◆ Passage provided:
____

Trump’s New War on Immigrants

The Trump Administration is about to change the rules of naturalization in a way intended to drastically cut the number of immigrants who become U.S. citizens. According to NBC News, the White House’s plan is to make immigrants who have received any public assistance ineligible to become citizens. (The Department of Homeland Security did not deny the plan’s existence to NBC.) It is impossible to predict exactly how many people will be affected, but immigration experts think the impact will be enormous. The new rules appear to use the broadest possible definition of public assistance—one that includes Obamacare and children’s health insurance—meaning that most potential new citizens will be ineligible for naturalization.

In 2016, the last year for which statistics are available, more than seven hundred and fifty thousand immigrants became American citizens. In order to apply for naturalization, an immigrant has to have lived in the United States as a legal permanent resident for thirty months out of a consecutive five years, depending on the reason she gained permanent-resident status. Because a green card often takes a number of years to obtain, most new citizens have been living in the United States for well more than five years. During that time, the chances are good that the immigrants have benefited from the provisions of the Affordable Care Act (either through the Medicaid expansion or by enrolling in an Obamacare marketplace plan) or used a program such as chip, which provides low-cost health insurance for children; in New York State, children in families of four earning up to $97,200 are eligible for chip. With an approach this broad, it seems likely that hundreds of thousands of people a year will be affected by the rules change.

____

Descriptions of regions in natural language:

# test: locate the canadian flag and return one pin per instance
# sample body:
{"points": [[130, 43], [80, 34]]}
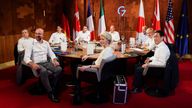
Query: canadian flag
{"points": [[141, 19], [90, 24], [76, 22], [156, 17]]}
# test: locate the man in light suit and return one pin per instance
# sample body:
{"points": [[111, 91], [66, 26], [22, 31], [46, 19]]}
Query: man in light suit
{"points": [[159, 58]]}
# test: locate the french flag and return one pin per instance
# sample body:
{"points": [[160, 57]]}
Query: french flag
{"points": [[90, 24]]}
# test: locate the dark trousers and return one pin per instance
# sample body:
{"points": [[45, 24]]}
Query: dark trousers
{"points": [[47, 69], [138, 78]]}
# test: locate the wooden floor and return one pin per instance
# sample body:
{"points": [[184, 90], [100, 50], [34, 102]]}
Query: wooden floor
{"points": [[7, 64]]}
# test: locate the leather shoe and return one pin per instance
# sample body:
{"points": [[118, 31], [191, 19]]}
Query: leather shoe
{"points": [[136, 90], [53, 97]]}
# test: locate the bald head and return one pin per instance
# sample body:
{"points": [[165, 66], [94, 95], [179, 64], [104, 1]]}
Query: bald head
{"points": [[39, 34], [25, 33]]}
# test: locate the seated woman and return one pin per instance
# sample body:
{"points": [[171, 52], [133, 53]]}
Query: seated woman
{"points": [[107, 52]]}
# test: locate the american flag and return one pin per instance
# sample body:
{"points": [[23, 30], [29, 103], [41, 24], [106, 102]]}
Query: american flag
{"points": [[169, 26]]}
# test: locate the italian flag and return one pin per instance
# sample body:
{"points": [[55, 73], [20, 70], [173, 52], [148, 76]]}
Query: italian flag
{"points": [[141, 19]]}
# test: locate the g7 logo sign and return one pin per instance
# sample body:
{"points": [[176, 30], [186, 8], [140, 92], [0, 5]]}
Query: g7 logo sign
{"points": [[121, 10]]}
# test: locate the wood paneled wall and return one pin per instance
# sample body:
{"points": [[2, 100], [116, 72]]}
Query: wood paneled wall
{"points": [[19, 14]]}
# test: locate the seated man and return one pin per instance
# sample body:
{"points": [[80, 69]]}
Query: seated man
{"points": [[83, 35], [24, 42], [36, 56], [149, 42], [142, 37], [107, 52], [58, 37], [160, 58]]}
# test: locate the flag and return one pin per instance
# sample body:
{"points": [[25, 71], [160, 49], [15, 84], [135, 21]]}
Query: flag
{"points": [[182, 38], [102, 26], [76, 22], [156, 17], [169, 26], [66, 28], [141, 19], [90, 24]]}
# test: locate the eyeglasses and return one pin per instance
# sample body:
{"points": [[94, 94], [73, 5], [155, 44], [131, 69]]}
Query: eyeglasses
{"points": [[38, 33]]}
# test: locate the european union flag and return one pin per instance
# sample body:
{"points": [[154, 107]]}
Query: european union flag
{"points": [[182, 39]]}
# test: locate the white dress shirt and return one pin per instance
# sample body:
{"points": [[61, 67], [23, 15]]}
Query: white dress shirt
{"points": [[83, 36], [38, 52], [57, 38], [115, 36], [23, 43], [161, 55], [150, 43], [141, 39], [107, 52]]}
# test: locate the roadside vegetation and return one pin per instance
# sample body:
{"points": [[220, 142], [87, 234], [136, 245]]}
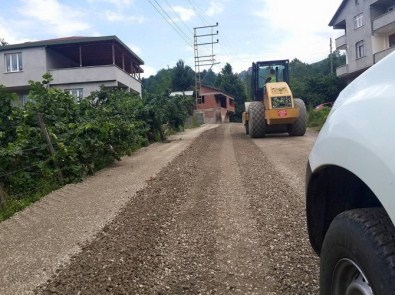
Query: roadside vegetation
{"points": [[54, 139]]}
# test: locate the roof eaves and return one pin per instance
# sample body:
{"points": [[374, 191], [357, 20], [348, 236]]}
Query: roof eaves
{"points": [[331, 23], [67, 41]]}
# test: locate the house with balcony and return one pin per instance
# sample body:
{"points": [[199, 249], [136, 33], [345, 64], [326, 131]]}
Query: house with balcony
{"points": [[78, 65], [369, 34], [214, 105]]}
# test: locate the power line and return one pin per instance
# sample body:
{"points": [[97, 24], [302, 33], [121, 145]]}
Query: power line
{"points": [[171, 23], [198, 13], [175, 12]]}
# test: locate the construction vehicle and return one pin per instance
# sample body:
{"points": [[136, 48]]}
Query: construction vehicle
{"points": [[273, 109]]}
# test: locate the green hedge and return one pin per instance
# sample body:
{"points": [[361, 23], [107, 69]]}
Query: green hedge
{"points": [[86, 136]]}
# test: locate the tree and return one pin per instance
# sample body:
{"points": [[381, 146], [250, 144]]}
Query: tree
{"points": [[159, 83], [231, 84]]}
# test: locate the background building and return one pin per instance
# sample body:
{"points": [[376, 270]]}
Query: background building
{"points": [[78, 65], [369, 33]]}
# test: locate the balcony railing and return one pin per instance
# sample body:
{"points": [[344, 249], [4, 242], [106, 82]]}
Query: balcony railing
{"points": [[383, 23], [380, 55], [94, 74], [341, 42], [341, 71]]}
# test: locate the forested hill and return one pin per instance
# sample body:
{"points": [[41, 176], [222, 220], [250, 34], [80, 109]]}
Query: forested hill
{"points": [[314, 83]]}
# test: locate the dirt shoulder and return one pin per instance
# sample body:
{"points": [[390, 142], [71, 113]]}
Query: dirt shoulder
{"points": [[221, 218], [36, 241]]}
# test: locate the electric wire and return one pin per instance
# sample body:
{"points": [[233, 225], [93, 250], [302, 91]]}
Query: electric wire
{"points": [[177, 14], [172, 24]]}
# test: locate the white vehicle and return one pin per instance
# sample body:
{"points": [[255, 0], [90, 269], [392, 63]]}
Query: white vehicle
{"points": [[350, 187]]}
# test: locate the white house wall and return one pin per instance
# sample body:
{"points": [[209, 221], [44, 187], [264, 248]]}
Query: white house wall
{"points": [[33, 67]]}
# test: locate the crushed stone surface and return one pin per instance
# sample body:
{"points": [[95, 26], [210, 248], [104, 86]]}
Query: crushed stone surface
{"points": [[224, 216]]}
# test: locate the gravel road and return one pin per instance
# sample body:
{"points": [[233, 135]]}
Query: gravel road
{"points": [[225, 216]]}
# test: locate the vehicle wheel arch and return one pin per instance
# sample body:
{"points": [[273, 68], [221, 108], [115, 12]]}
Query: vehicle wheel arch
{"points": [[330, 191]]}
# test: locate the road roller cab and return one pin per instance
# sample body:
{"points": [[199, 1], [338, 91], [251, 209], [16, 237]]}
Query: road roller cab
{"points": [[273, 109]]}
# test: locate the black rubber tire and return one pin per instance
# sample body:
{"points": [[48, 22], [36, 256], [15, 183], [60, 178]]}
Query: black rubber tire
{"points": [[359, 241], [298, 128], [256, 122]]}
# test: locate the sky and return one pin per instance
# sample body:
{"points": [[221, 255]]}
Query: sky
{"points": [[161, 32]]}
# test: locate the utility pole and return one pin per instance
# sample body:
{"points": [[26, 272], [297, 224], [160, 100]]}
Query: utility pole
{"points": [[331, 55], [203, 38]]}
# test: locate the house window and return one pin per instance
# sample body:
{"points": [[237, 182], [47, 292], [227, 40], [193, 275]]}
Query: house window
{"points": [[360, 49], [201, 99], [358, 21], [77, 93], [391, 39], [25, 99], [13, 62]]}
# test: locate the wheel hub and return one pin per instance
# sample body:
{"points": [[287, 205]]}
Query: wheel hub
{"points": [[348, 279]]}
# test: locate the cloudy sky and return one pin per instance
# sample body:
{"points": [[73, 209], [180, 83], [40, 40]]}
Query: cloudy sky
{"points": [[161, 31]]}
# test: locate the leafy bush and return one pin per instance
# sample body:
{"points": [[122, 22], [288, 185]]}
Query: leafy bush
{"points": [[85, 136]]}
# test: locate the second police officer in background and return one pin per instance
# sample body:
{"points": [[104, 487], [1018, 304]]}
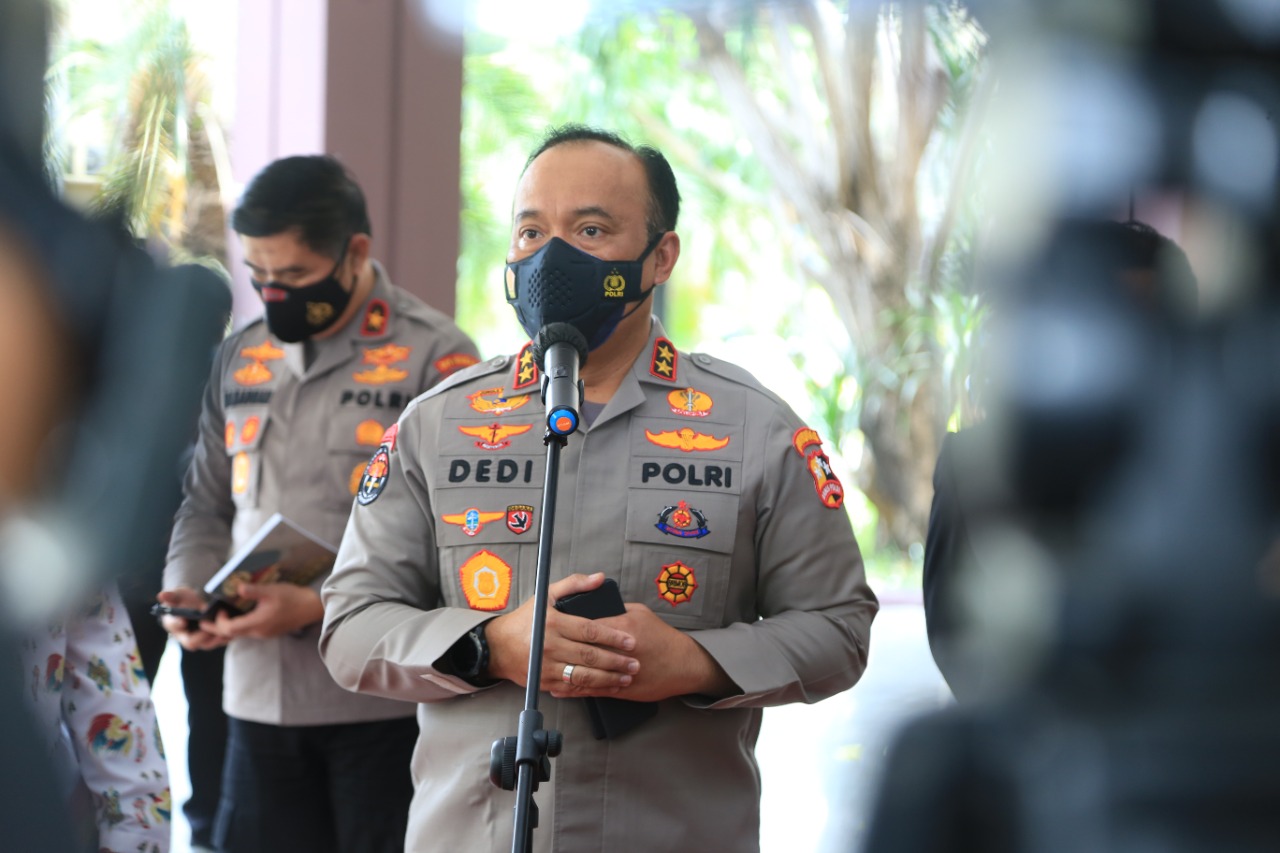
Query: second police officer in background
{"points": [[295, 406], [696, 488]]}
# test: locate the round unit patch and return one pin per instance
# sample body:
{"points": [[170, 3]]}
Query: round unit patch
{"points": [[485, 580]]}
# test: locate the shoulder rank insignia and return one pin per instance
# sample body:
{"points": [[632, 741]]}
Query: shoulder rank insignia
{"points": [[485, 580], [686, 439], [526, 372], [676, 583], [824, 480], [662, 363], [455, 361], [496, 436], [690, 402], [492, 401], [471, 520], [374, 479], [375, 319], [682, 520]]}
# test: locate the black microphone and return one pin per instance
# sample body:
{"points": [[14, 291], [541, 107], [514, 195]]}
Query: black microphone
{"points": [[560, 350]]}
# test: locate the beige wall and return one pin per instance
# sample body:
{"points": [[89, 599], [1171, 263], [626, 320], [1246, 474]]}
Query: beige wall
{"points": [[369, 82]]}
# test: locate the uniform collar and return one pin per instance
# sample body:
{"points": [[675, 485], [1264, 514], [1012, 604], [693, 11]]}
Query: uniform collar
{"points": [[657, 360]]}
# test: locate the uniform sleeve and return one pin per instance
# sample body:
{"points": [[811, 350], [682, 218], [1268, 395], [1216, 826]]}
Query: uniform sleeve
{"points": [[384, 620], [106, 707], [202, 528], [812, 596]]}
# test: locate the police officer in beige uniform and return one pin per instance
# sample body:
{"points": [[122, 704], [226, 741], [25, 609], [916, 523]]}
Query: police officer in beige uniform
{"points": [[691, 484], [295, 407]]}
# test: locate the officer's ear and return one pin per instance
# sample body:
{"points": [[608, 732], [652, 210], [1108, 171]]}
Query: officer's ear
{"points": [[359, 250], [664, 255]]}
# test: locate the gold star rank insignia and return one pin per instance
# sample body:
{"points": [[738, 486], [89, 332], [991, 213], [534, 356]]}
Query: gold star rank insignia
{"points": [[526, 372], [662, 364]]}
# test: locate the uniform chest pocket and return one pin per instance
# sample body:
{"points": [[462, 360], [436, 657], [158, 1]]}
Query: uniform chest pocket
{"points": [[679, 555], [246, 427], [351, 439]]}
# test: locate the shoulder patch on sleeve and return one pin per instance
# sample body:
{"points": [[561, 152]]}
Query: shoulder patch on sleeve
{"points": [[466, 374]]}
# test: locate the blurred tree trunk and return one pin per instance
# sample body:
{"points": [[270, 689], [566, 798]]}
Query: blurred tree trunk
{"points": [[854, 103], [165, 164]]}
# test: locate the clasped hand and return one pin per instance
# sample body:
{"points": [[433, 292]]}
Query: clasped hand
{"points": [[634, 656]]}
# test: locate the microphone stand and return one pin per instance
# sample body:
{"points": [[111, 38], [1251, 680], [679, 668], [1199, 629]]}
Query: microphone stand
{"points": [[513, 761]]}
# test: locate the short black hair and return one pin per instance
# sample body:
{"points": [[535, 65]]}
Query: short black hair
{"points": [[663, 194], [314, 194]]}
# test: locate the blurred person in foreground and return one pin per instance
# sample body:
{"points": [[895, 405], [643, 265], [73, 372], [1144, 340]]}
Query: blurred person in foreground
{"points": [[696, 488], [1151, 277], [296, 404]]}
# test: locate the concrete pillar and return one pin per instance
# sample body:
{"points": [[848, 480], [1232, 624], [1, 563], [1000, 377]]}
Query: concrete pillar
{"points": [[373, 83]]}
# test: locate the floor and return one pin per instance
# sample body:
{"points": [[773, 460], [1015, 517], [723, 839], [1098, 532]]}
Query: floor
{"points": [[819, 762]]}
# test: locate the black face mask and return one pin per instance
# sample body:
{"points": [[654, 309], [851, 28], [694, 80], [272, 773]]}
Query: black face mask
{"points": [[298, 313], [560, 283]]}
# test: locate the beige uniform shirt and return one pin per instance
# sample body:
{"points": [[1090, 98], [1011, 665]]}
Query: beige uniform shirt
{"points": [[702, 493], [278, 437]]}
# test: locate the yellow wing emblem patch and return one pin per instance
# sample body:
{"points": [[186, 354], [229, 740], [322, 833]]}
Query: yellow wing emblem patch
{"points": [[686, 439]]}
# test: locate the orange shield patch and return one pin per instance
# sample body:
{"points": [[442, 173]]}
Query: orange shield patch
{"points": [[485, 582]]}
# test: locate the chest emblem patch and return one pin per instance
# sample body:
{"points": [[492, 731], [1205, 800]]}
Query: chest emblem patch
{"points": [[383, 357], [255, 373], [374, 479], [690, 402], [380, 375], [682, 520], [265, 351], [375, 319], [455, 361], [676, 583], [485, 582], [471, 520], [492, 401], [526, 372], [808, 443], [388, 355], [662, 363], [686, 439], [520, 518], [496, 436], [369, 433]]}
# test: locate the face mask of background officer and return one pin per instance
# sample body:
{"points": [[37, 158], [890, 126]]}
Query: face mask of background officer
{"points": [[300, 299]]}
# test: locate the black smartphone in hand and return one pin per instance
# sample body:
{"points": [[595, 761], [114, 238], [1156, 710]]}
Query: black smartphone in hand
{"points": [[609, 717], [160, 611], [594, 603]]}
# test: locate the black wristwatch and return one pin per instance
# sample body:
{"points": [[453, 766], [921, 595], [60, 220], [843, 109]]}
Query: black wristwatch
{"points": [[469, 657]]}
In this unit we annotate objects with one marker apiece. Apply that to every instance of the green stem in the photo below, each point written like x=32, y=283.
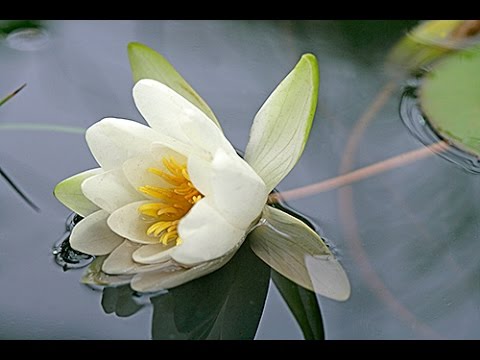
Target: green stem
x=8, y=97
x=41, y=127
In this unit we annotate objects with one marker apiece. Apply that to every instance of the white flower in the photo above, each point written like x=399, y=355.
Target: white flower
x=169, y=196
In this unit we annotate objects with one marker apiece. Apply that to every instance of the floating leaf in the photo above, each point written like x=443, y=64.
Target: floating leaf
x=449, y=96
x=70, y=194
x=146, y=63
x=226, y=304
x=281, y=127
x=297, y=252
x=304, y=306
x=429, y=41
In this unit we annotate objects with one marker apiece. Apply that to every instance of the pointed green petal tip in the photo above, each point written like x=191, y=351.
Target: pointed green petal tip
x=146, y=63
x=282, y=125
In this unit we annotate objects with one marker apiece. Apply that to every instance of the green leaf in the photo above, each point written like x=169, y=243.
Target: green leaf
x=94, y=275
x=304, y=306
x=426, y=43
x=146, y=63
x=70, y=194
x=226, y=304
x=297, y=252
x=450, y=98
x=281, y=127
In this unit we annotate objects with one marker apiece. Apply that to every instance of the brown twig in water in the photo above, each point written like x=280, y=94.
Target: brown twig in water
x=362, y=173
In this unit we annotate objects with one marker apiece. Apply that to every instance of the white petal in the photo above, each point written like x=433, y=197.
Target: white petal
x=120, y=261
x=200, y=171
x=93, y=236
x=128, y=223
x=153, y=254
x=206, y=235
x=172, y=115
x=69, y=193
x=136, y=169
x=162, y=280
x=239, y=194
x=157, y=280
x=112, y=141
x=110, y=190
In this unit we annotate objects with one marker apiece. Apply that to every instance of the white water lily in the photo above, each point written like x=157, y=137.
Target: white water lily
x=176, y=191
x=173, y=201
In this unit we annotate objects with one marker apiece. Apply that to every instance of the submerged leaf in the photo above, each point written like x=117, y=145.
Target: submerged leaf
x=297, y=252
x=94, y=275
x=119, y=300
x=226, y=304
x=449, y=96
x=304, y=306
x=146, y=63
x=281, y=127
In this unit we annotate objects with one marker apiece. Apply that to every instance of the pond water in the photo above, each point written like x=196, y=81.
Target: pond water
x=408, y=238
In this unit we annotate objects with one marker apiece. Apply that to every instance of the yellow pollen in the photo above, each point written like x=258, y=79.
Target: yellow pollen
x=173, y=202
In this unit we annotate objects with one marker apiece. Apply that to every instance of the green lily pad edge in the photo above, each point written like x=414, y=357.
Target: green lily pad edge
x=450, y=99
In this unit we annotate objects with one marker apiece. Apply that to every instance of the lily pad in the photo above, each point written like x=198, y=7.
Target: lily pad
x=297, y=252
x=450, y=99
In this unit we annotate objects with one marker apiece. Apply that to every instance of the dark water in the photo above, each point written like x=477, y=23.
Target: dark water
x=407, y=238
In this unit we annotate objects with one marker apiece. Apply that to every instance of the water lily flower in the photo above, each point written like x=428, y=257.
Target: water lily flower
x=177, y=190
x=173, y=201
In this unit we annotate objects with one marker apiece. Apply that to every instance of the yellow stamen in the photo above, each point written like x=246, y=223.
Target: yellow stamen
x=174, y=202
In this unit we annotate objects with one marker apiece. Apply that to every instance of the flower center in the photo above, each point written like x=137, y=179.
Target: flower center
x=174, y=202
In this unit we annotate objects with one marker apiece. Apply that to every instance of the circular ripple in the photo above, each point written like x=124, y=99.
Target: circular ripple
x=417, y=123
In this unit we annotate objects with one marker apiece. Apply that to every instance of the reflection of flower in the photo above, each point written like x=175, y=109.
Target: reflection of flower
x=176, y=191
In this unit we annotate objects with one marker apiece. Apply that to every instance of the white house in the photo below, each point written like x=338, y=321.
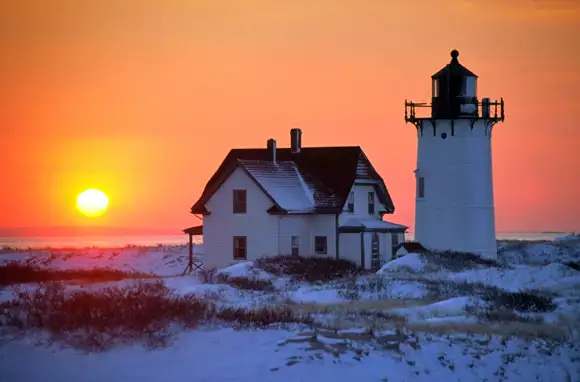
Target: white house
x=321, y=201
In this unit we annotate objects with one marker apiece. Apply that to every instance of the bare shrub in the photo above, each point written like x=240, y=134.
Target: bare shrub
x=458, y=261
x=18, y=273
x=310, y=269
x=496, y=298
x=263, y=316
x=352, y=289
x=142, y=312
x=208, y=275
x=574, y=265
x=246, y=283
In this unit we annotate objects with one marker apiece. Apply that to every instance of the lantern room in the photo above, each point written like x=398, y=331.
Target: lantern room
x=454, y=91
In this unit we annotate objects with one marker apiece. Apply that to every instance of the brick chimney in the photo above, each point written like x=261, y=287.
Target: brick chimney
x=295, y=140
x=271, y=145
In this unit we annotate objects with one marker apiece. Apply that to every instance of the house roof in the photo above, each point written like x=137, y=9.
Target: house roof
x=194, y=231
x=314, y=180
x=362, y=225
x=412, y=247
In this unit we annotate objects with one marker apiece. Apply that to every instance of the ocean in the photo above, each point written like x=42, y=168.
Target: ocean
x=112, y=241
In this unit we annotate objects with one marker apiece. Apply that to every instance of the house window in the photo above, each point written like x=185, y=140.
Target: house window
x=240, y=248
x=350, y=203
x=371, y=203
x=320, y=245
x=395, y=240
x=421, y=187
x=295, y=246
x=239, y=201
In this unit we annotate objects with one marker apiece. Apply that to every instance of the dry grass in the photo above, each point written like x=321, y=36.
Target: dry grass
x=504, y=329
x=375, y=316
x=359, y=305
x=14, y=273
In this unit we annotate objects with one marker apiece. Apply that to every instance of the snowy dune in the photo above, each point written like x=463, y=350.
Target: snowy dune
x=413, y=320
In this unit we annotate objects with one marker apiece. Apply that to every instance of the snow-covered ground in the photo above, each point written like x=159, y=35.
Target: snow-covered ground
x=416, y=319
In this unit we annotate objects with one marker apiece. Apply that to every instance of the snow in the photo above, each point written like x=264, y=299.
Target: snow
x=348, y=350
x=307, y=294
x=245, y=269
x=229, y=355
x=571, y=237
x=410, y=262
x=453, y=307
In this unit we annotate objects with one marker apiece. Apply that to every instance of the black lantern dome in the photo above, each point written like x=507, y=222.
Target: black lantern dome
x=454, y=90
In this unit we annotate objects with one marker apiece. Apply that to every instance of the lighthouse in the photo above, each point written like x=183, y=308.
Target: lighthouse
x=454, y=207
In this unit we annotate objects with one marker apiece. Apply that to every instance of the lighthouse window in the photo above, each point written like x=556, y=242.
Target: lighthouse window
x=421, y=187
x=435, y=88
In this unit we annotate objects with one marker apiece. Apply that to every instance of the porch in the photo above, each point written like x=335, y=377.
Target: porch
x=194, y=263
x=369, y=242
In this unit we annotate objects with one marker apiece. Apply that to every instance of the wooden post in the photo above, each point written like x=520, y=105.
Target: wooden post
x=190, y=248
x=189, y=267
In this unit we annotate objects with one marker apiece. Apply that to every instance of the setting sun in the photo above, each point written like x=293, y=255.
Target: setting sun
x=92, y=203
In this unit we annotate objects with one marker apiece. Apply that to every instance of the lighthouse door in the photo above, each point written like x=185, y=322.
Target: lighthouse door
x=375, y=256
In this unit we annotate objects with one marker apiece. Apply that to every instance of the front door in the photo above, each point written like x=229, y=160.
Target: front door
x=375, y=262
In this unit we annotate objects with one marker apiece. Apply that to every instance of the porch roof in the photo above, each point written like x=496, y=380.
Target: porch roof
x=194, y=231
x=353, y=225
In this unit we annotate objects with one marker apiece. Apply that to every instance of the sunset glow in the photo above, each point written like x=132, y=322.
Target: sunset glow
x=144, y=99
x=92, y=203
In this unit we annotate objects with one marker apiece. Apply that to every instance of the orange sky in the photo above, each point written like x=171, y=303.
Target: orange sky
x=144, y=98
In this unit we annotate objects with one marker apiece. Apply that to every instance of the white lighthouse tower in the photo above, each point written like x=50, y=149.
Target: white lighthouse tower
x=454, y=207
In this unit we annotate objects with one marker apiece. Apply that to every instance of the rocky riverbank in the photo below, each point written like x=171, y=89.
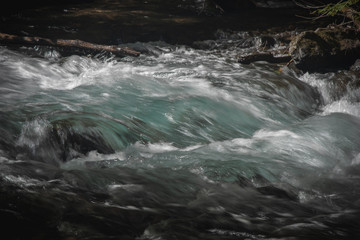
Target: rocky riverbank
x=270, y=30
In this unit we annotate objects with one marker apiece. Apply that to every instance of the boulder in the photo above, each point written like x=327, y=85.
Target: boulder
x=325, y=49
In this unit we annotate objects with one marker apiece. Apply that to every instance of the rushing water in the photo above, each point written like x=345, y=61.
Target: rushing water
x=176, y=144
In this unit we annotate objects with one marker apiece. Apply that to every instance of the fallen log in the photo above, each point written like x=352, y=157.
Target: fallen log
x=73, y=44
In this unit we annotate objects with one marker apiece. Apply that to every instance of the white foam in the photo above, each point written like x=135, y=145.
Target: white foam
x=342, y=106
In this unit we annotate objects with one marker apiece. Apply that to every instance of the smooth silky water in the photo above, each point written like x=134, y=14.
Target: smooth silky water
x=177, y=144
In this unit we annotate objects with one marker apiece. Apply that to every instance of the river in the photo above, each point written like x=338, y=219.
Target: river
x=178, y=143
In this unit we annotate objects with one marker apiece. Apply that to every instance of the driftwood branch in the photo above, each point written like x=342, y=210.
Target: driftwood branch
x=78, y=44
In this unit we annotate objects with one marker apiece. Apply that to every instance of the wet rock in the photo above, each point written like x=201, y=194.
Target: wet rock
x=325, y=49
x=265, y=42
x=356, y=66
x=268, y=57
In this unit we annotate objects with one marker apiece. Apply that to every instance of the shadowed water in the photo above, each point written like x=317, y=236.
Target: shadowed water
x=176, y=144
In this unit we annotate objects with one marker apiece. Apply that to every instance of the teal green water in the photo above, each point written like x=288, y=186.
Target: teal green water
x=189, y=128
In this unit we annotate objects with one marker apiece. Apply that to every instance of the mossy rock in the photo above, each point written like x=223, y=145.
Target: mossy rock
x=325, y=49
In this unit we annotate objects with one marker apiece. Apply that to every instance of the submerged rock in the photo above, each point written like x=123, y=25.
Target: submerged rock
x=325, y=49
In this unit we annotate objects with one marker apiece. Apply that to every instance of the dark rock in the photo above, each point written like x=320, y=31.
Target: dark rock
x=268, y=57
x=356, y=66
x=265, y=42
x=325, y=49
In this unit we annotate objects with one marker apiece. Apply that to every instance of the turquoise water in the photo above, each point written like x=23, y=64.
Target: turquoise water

____

◆ Task 1: Decide whether each statement agrees with the article on the naturalization plan, answering yes or no and quoting the deciding words: (a) The Department of Homeland Security denied the plan's existence to NBC. (b) More than 750,000 immigrants became American citizens in 2016. (c) In New York State, children in families of four earning up to $97,200 qualify for the children's health insurance program.
◆ Task 2: Resume the article on the naturalization plan, starting right after its last sentence.
The listing comes from a separate source, unrelated to the article on the naturalization plan.

◆ Task response 1:
(a) No: "The Department of Homeland Security did not deny the plan’s existence to NBC."
(b) Yes: "In 2016, the last year for which statistics are available, more than seven hundred and fifty thousand immigrants became American citizens."
(c) Yes: "in New York State, children in families of four earning up to $97,200 are eligible for chip"

◆ Task response 2:
The first and easiest argument against the change in naturalization rules is that it’s unfair. In effect, the government is reneging on a deal that immigrants entered into years ago: they have to live in the country legally, as upstanding future citizens, for a certain number of years, and then they can become citizens. They have been paying taxes: almost all immigrants, including those who are in the country illegally, pay taxes. People who are applying for naturalization have, in other words, been contributing their fair share to the system. Although all this is true, this objection doesn’t go far enough.